● **YOUR TASK**
Find each line in the rows below that contains the string "reddish", and copy those lines out in full.

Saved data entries
= = = = =

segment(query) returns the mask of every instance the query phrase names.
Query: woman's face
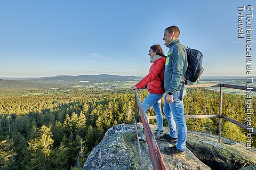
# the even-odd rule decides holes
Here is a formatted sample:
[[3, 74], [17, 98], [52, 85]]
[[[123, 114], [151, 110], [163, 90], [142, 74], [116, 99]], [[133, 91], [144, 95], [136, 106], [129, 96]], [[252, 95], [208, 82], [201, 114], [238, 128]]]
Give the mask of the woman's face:
[[150, 58], [152, 58], [156, 55], [156, 53], [154, 52], [151, 48], [149, 48], [149, 53], [148, 53], [148, 55], [150, 56]]

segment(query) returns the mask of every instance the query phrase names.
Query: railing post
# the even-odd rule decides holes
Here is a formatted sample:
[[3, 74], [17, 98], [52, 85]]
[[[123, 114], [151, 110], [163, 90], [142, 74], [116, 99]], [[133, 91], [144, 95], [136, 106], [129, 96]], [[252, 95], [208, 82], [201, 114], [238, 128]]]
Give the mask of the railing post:
[[138, 116], [138, 115], [137, 115], [137, 110], [138, 110], [138, 106], [137, 106], [137, 98], [136, 98], [136, 94], [135, 94], [135, 95], [134, 95], [134, 97], [135, 97], [135, 106], [134, 106], [134, 108], [135, 108], [135, 118], [136, 118], [136, 122], [138, 122], [138, 120], [137, 120], [137, 116]]
[[221, 123], [222, 116], [222, 88], [223, 84], [220, 84], [220, 106], [219, 115], [219, 143], [221, 142]]

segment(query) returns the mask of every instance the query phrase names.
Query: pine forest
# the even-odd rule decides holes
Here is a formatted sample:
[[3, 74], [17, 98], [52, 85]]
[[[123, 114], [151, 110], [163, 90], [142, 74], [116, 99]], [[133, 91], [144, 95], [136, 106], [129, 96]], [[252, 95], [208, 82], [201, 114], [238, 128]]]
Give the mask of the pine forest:
[[[218, 92], [203, 88], [187, 91], [186, 115], [219, 114]], [[148, 94], [146, 90], [139, 93], [141, 101]], [[224, 93], [222, 114], [246, 124], [245, 98]], [[163, 103], [164, 98], [162, 107]], [[147, 113], [154, 115], [153, 108]], [[82, 169], [108, 129], [133, 123], [134, 116], [134, 94], [128, 89], [1, 96], [0, 169]], [[219, 118], [187, 118], [186, 122], [188, 129], [218, 134]], [[156, 124], [154, 120], [150, 123]], [[166, 120], [164, 124], [168, 126]], [[222, 137], [245, 142], [246, 132], [222, 120]], [[255, 141], [255, 135], [253, 138]]]

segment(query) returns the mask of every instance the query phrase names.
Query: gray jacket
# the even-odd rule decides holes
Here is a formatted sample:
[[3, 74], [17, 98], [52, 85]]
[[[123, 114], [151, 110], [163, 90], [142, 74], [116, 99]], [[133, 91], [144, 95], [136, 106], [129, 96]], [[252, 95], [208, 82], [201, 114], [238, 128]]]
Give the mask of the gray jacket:
[[[164, 70], [164, 89], [174, 94], [180, 91], [187, 66], [187, 56], [186, 47], [180, 44], [178, 39], [167, 45], [169, 48]], [[184, 88], [184, 90], [186, 88]]]

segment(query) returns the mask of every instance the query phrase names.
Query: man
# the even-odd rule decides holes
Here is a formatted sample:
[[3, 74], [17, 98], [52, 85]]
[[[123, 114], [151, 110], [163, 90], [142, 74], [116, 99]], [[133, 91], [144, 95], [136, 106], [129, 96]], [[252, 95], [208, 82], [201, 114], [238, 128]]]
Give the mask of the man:
[[[163, 38], [164, 45], [169, 48], [164, 70], [166, 94], [163, 112], [168, 122], [170, 134], [165, 134], [165, 138], [174, 145], [172, 147], [166, 147], [164, 150], [170, 155], [185, 156], [187, 130], [184, 116], [184, 105], [183, 101], [179, 99], [179, 91], [187, 68], [187, 57], [186, 47], [179, 44], [179, 28], [173, 26], [165, 30]], [[182, 96], [185, 94], [184, 88]]]

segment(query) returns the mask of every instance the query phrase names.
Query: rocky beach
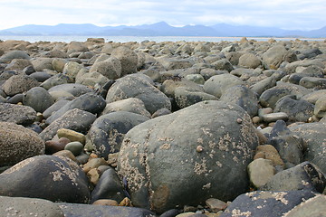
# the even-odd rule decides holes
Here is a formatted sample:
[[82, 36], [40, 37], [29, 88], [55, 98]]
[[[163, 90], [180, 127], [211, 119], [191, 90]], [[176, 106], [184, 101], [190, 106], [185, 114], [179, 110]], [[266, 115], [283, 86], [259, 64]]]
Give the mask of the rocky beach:
[[0, 41], [0, 213], [326, 216], [326, 40]]

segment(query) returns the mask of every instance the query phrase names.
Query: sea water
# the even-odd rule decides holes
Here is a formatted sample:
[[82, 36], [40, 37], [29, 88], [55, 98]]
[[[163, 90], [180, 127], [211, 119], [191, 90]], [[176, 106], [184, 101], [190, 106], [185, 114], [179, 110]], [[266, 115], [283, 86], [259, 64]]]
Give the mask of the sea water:
[[[23, 40], [30, 42], [86, 42], [88, 38], [104, 38], [105, 42], [141, 42], [149, 40], [151, 42], [219, 42], [222, 41], [235, 42], [240, 41], [242, 37], [196, 37], [196, 36], [92, 36], [92, 35], [0, 35], [0, 40]], [[255, 41], [268, 41], [271, 37], [246, 37], [248, 40]], [[291, 41], [296, 38], [273, 38], [276, 41]], [[324, 38], [302, 38], [305, 41], [324, 41]]]

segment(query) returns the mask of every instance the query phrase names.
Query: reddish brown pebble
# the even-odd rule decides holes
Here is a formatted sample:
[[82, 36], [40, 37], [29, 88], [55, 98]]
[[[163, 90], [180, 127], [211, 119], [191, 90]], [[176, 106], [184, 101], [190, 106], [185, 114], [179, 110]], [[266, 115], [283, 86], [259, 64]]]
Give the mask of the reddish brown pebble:
[[196, 150], [197, 150], [197, 152], [202, 152], [202, 151], [204, 150], [204, 147], [203, 147], [202, 146], [197, 146], [197, 148], [196, 148]]

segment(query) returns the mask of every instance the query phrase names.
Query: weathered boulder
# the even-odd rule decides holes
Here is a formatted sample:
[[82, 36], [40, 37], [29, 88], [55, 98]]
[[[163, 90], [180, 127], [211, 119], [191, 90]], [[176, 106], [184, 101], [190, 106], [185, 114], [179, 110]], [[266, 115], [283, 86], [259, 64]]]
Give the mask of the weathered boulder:
[[316, 123], [306, 123], [289, 127], [295, 135], [302, 137], [307, 146], [304, 152], [304, 161], [316, 165], [324, 174], [326, 173], [326, 129], [324, 120]]
[[99, 72], [109, 80], [120, 78], [121, 71], [121, 63], [115, 57], [109, 57], [104, 61], [96, 61], [90, 69], [90, 72]]
[[138, 98], [128, 98], [108, 103], [101, 114], [105, 115], [115, 111], [128, 111], [150, 118], [150, 113], [146, 109], [144, 102]]
[[244, 68], [255, 69], [260, 66], [262, 61], [254, 53], [247, 52], [242, 55], [239, 58], [239, 66], [243, 66]]
[[43, 70], [53, 70], [52, 64], [53, 61], [53, 58], [39, 57], [31, 61], [36, 71], [42, 71]]
[[118, 171], [132, 203], [158, 212], [210, 197], [232, 200], [248, 187], [246, 166], [257, 145], [242, 108], [204, 101], [129, 130]]
[[222, 94], [221, 101], [235, 103], [243, 108], [251, 117], [257, 115], [257, 95], [243, 85], [231, 87]]
[[238, 196], [220, 217], [283, 216], [302, 201], [315, 195], [310, 191], [251, 192]]
[[138, 98], [142, 100], [146, 109], [151, 114], [162, 108], [171, 109], [168, 98], [148, 80], [137, 75], [118, 80], [109, 90], [106, 101], [110, 103], [128, 98]]
[[301, 203], [299, 205], [286, 212], [283, 217], [323, 216], [326, 213], [326, 208], [323, 205], [325, 203], [326, 196], [319, 194]]
[[284, 112], [292, 122], [308, 122], [313, 115], [314, 105], [295, 96], [281, 98], [275, 104], [274, 112]]
[[0, 121], [27, 126], [36, 119], [36, 111], [31, 107], [0, 103]]
[[64, 217], [62, 211], [54, 203], [26, 197], [0, 196], [0, 212], [4, 216]]
[[208, 94], [220, 98], [227, 89], [243, 84], [244, 81], [235, 75], [215, 75], [205, 82], [204, 90]]
[[32, 63], [29, 60], [25, 59], [14, 59], [5, 68], [5, 71], [10, 70], [18, 70], [23, 71], [24, 68], [31, 66]]
[[95, 153], [108, 158], [108, 155], [119, 152], [124, 135], [135, 126], [149, 118], [128, 111], [116, 111], [101, 116], [88, 133]]
[[306, 190], [322, 193], [326, 178], [313, 164], [303, 162], [273, 175], [260, 190], [296, 191]]
[[297, 165], [303, 161], [303, 152], [306, 149], [303, 140], [293, 134], [283, 120], [276, 121], [267, 144], [276, 148], [286, 168]]
[[59, 73], [52, 76], [51, 78], [44, 80], [40, 86], [45, 90], [50, 90], [51, 88], [66, 83], [72, 83], [73, 80], [67, 75]]
[[137, 72], [138, 57], [131, 49], [119, 46], [112, 51], [111, 56], [118, 59], [121, 64], [121, 77]]
[[0, 195], [87, 203], [88, 180], [72, 160], [54, 156], [27, 158], [0, 175]]
[[55, 85], [48, 90], [49, 92], [53, 91], [66, 91], [72, 94], [74, 97], [80, 97], [85, 93], [92, 92], [93, 90], [91, 88], [78, 83], [63, 83]]
[[106, 102], [102, 97], [92, 92], [85, 93], [68, 102], [55, 113], [53, 113], [46, 119], [46, 123], [53, 123], [54, 120], [64, 115], [68, 110], [73, 108], [79, 108], [92, 114], [100, 114], [104, 109], [105, 106]]
[[72, 129], [86, 134], [95, 119], [95, 115], [88, 111], [73, 108], [68, 110], [62, 117], [51, 123], [43, 131], [42, 131], [42, 133], [40, 133], [40, 137], [45, 141], [51, 140], [60, 128]]
[[62, 74], [69, 76], [72, 79], [76, 79], [78, 72], [83, 69], [83, 66], [75, 62], [75, 61], [68, 61], [64, 64]]
[[10, 62], [14, 59], [24, 59], [24, 60], [30, 60], [31, 57], [23, 51], [12, 51], [5, 53], [0, 57], [0, 63], [6, 63]]
[[54, 100], [45, 89], [35, 87], [24, 95], [23, 103], [32, 107], [35, 111], [43, 113], [54, 103]]
[[85, 44], [80, 42], [71, 42], [68, 44], [68, 51], [67, 52], [72, 53], [72, 52], [88, 52], [89, 49]]
[[43, 155], [44, 141], [31, 129], [0, 122], [0, 166], [13, 165], [28, 157]]
[[266, 69], [276, 70], [283, 61], [292, 62], [297, 61], [293, 52], [287, 51], [284, 46], [275, 45], [263, 54], [263, 64]]
[[91, 192], [91, 203], [99, 199], [111, 199], [118, 203], [128, 195], [125, 195], [125, 189], [123, 188], [117, 172], [110, 168], [101, 175], [99, 183], [96, 184], [94, 190]]
[[23, 93], [32, 88], [38, 87], [39, 82], [27, 75], [14, 75], [2, 85], [2, 89], [8, 96]]
[[180, 108], [191, 106], [204, 100], [217, 100], [218, 99], [211, 94], [200, 91], [191, 87], [178, 87], [175, 90], [175, 99]]

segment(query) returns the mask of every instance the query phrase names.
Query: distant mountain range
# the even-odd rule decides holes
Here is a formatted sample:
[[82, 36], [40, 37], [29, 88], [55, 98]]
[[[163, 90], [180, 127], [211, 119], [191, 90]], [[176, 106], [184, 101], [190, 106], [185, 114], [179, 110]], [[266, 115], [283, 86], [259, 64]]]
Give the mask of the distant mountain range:
[[326, 26], [312, 31], [289, 31], [249, 25], [186, 25], [174, 27], [165, 22], [143, 25], [100, 27], [93, 24], [28, 24], [0, 31], [0, 35], [94, 35], [94, 36], [216, 36], [216, 37], [326, 37]]

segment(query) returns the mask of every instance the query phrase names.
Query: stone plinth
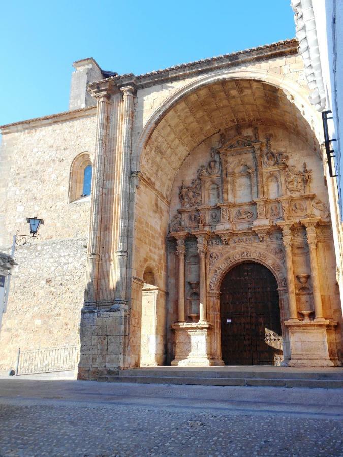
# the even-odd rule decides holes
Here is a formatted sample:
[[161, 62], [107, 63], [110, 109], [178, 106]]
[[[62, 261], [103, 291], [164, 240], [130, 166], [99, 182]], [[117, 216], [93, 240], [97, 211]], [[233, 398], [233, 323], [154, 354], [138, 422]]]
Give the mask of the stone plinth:
[[286, 321], [289, 333], [291, 356], [289, 367], [333, 367], [340, 365], [330, 357], [327, 330], [333, 324], [325, 319]]
[[206, 367], [216, 365], [209, 350], [209, 322], [177, 322], [172, 325], [175, 332], [175, 358], [171, 365]]

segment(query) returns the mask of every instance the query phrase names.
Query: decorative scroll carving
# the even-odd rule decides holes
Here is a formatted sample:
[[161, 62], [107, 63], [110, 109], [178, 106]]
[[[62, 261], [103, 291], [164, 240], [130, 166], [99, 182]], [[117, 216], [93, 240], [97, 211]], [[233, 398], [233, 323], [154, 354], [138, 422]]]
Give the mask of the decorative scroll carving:
[[201, 182], [198, 178], [193, 179], [190, 186], [179, 187], [179, 198], [182, 207], [196, 206], [201, 203]]
[[290, 193], [305, 193], [306, 186], [312, 179], [312, 170], [307, 170], [305, 163], [303, 171], [297, 171], [295, 165], [288, 167], [286, 175], [286, 186]]
[[324, 202], [320, 200], [319, 199], [314, 199], [312, 202], [312, 206], [315, 209], [319, 211], [322, 217], [326, 218], [329, 217], [330, 211]]

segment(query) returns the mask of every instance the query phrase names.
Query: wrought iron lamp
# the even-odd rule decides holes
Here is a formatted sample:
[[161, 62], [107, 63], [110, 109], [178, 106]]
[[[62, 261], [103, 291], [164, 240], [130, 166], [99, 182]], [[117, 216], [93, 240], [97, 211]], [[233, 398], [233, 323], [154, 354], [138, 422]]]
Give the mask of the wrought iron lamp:
[[15, 244], [18, 246], [23, 246], [30, 238], [35, 238], [37, 235], [37, 232], [40, 225], [44, 225], [44, 221], [43, 219], [38, 219], [38, 217], [26, 217], [26, 222], [30, 224], [30, 235], [21, 235], [18, 233], [19, 230], [17, 231], [15, 235]]

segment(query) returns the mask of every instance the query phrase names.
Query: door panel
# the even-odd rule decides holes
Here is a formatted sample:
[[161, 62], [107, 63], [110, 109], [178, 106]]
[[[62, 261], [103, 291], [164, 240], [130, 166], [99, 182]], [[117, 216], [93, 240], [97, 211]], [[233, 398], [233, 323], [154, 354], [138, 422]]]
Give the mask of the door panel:
[[272, 273], [254, 262], [240, 264], [225, 276], [221, 286], [221, 331], [226, 365], [274, 365], [281, 359], [277, 289]]

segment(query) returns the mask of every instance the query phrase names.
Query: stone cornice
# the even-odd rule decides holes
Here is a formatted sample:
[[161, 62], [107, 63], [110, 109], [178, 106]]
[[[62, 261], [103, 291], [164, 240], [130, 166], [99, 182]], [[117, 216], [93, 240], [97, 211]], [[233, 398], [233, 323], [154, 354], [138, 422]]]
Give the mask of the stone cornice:
[[298, 44], [298, 41], [295, 38], [292, 38], [218, 57], [175, 65], [142, 75], [136, 75], [133, 73], [128, 73], [114, 75], [91, 83], [88, 86], [87, 90], [92, 93], [100, 85], [109, 85], [111, 83], [118, 88], [132, 85], [136, 89], [142, 89], [161, 84], [164, 81], [186, 78], [190, 75], [194, 76], [223, 67], [268, 60], [281, 55], [297, 54]]
[[13, 132], [20, 132], [23, 130], [33, 128], [35, 127], [43, 127], [50, 124], [64, 122], [78, 117], [86, 117], [94, 116], [97, 112], [97, 107], [87, 106], [84, 108], [73, 110], [71, 111], [64, 111], [56, 114], [50, 114], [42, 117], [36, 117], [27, 120], [13, 122], [6, 125], [0, 126], [0, 132], [3, 134]]

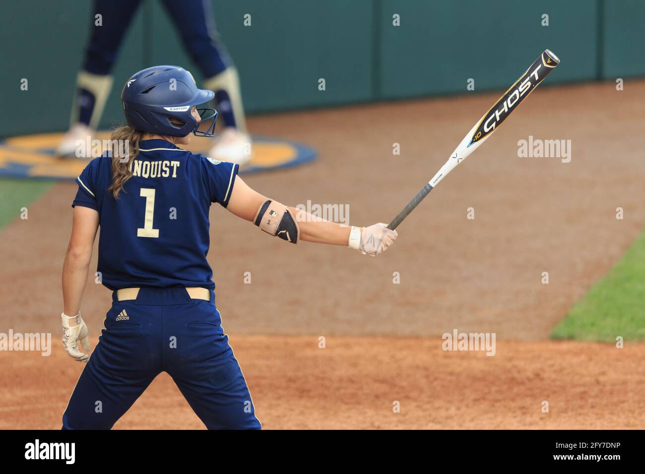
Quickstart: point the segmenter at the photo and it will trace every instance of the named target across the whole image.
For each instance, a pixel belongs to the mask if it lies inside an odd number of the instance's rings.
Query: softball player
[[[78,73],[70,130],[57,150],[61,157],[74,156],[76,142],[87,139],[99,125],[112,87],[111,72],[119,48],[141,0],[94,0],[92,26],[83,68]],[[210,0],[161,0],[199,66],[204,86],[215,92],[224,128],[210,152],[212,157],[243,164],[250,159],[237,71],[215,30]],[[97,24],[97,16],[101,21]]]
[[[260,428],[215,306],[206,258],[211,203],[293,244],[346,245],[373,256],[397,237],[384,224],[346,227],[287,207],[249,188],[239,165],[181,148],[192,133],[212,136],[217,112],[196,106],[213,95],[177,66],[137,73],[121,93],[128,124],[112,135],[129,141],[128,152],[94,159],[76,180],[63,342],[87,365],[63,416],[65,429],[110,428],[162,371],[208,428]],[[90,357],[79,348],[90,349],[80,308],[99,226],[98,272],[112,306]]]

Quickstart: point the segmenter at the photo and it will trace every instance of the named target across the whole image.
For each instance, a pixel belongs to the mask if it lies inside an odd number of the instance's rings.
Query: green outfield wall
[[[641,0],[212,5],[252,113],[471,94],[469,79],[475,93],[505,89],[546,48],[562,63],[545,84],[645,75]],[[28,0],[8,3],[3,10],[0,135],[65,129],[76,71],[94,27],[91,2]],[[548,26],[542,26],[545,14]],[[201,79],[161,3],[144,0],[123,40],[102,126],[121,119],[118,97],[129,75],[160,63],[183,65]],[[324,90],[319,88],[321,79]]]

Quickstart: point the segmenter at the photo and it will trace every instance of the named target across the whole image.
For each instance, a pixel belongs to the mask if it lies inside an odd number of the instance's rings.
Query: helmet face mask
[[[185,137],[190,133],[197,137],[212,137],[217,111],[197,109],[201,123],[213,119],[202,132],[191,110],[214,97],[212,91],[198,89],[192,75],[183,68],[155,66],[139,71],[128,80],[121,92],[121,102],[126,121],[136,130],[171,137]],[[173,123],[170,119],[183,125]]]
[[[215,134],[213,132],[215,131],[215,123],[217,120],[217,111],[214,108],[198,108],[197,113],[201,117],[201,121],[199,123],[195,126],[194,130],[193,130],[193,133],[195,137],[213,137]],[[204,117],[205,115],[205,117]],[[211,123],[210,125],[206,130],[205,132],[203,132],[199,130],[199,125],[203,123],[208,123],[208,121],[211,119],[213,121]]]

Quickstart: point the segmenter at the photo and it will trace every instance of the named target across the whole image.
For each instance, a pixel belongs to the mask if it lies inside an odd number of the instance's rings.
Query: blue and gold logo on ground
[[[23,135],[0,141],[0,177],[74,179],[88,160],[61,159],[57,157],[55,149],[62,136],[63,133]],[[99,132],[92,138],[102,143],[109,137],[108,132]],[[253,157],[240,168],[241,173],[296,166],[316,157],[315,150],[299,143],[263,137],[253,137],[252,139]],[[186,148],[194,153],[206,153],[212,144],[210,140],[194,140]],[[93,155],[101,151],[95,150],[94,145],[90,149]]]

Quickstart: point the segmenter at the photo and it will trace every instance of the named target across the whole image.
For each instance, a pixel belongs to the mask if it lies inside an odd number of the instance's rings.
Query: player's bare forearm
[[[63,311],[68,316],[78,314],[81,311],[81,301],[85,291],[91,259],[91,247],[89,252],[67,248],[63,264]]]
[[[386,228],[385,224],[349,227],[275,202],[253,191],[239,177],[227,209],[265,232],[294,244],[299,239],[344,245],[373,257],[386,250],[397,238],[396,232]]]
[[[63,264],[63,311],[68,316],[74,316],[81,310],[98,228],[96,211],[79,206],[74,208],[72,235]]]
[[[352,228],[325,221],[302,210],[290,207],[300,228],[300,240],[332,245],[347,245]]]
[[[239,217],[253,221],[258,208],[269,199],[252,190],[238,176],[227,209]],[[325,221],[295,208],[289,209],[295,216],[301,240],[347,245],[350,228]]]

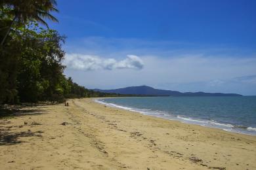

= = = = =

● **SOLUTION TO THIS EXERCISE**
Query: reddish brown pebble
Give the mask of the reddish brown pebble:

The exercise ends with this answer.